Dataset excerpt:
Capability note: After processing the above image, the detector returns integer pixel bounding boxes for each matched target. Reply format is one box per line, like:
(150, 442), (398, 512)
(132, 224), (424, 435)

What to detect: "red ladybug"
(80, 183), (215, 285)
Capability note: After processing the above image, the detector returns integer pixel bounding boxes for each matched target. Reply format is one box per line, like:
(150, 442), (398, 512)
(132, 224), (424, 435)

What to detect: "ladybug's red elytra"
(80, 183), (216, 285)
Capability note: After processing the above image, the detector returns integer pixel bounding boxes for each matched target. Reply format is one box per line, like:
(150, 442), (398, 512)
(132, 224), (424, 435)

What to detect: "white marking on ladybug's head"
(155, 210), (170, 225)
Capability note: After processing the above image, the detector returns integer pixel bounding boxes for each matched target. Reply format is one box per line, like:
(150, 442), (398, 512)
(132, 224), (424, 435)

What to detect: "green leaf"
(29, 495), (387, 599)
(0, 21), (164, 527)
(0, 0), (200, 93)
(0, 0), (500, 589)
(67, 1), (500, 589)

What needs to be done: Swap "detector" for "locator" everywhere in the listing above, and leave every other part unchanged.

Correct result:
Capability note: After processing the above image, the locator returns integer pixel bounding boxes for each matched target. Reply format is one box per line, like:
(150, 442), (398, 512)
(132, 224), (424, 435)

What to detect: "red ladybug"
(80, 183), (215, 285)
Capability note: After processing the above image, the locator returns integer pixel bounding boxes for each matched target. Reply format is one box per line, like:
(150, 442), (398, 512)
(132, 224), (424, 435)

What to detect: "ladybug's red elytra"
(80, 183), (216, 285)
Capability note: After processing the above image, the locator returns integer pixel bounding boxes for each matched target. Reply format is one box per line, like:
(150, 442), (398, 512)
(132, 224), (424, 435)

What to detect: "white marking on ladybug's head"
(155, 210), (170, 225)
Capability note: After processing the above image, the locator returns integer pixel bounding boxes for each matched target. Reply format is one box per line, like:
(150, 442), (398, 512)
(132, 224), (424, 435)

What to detect: "green leaf"
(29, 495), (387, 599)
(0, 21), (164, 527)
(0, 0), (200, 93)
(0, 0), (500, 589)
(67, 1), (500, 589)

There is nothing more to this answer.